* [作業内容]:
1. 関根健次氏へのインタビュー記事の抜粋では、関根氏がユナイテッドピープル株式会社を創業したのは何年とされていますか。
2. 関根健次氏へのインタビュー記事の抜粋について、最後の一文の後に続く部分を書いてください。

* [抜粋テキスト]:
○ ○ ○ ○ ○ ○ ○

この記事は、関根さん・NWF研究員がウクライナ情勢の緊迫した状況を鑑みつつも、戦闘には至っていない時間帯にインタビューした内容をレポートしています。
<プロフィール>
関根健次 せきね・けんじ
ユナイテッドピープル株式会社 代表取締役
1976年生まれ。ベロイト大学経済学部卒(アメリカ)。大学の卒業旅行で世界半周の旅へ出る。途中偶然訪れた紛争地で世界の現実と出会い、後に平和実現が人生のミッションとなる。2002年に世界の課題解決を事業目的とする非営利会社、ユナイテッドピープル株式会社を創業。2009年から映画事業を開始。2011年から国連が定めたピースデー、9月21日を広める活動を開始。同年、一般社団法人国際平和映像祭を設立しピースデーに毎年国際平和映像祭(UFPFF)を開催している。著書に「ユナイテッドピープル」がある。
ユナイテッドピープル株式会社 https://unitedpeople.jp/
映画には現実を変える力があるのか?
Next Wisdom Foundation(以下NWF):関根さんが最近取り組んでいること、考えていることをお聞かせください。

○ ○ ○ ○ ○ ○ ○

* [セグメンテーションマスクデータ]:
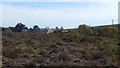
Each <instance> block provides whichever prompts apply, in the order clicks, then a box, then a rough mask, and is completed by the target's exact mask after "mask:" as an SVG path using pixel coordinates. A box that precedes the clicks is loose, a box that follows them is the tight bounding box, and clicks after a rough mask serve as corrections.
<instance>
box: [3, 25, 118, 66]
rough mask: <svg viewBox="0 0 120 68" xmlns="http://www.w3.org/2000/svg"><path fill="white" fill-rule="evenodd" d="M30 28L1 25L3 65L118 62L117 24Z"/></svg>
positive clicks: (83, 25)
mask: <svg viewBox="0 0 120 68" xmlns="http://www.w3.org/2000/svg"><path fill="white" fill-rule="evenodd" d="M36 27H37V26H36ZM23 29H24V30H23ZM25 29H26V30H27V31H26V30H25ZM22 30H23V31H22ZM28 30H30V29H28V28H27V27H25V25H23V24H22V25H21V26H18V25H16V26H15V27H9V28H2V35H3V36H2V43H3V44H2V54H3V59H2V64H3V66H25V67H29V66H119V65H118V64H119V63H120V61H119V56H120V54H119V49H120V40H119V39H120V36H119V34H120V29H119V28H118V27H114V26H109V27H102V28H100V29H97V28H93V27H90V26H87V25H80V26H79V27H78V28H76V29H67V30H66V32H61V31H58V32H57V31H55V30H56V29H55V30H54V29H53V30H54V32H50V33H41V32H36V31H31V32H30V31H28ZM31 30H34V29H31Z"/></svg>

○ ○ ○ ○ ○ ○ ○

* [解答欄]:
1. 2002年です。

2.
関根健次(以下関根):引き続き、映画を通じて世界の現実を伝えることに力を入れています。直近では、5月28日からシーフードの業界の現実を伝えるドキュメンタリー『ゴースト・フリート 知られざるシーフード産業の闇』を公開します。
タイのシーフード産業の闇を追いかけているドキュメンタリー映画です。奴隷というと、アフリカ大陸からアメリカ大陸に連れてこられた奴隷のことを想像すると思いますが、実は今でも人身売買されて奴隷になる人々がいます。”現代の奴隷”と検索すると分かりますが、統計では世界で4000万人以上存在すると言われています。その中の一例として、騙されて拉致され”海の奴隷”として漁船で働かされる人々がいます。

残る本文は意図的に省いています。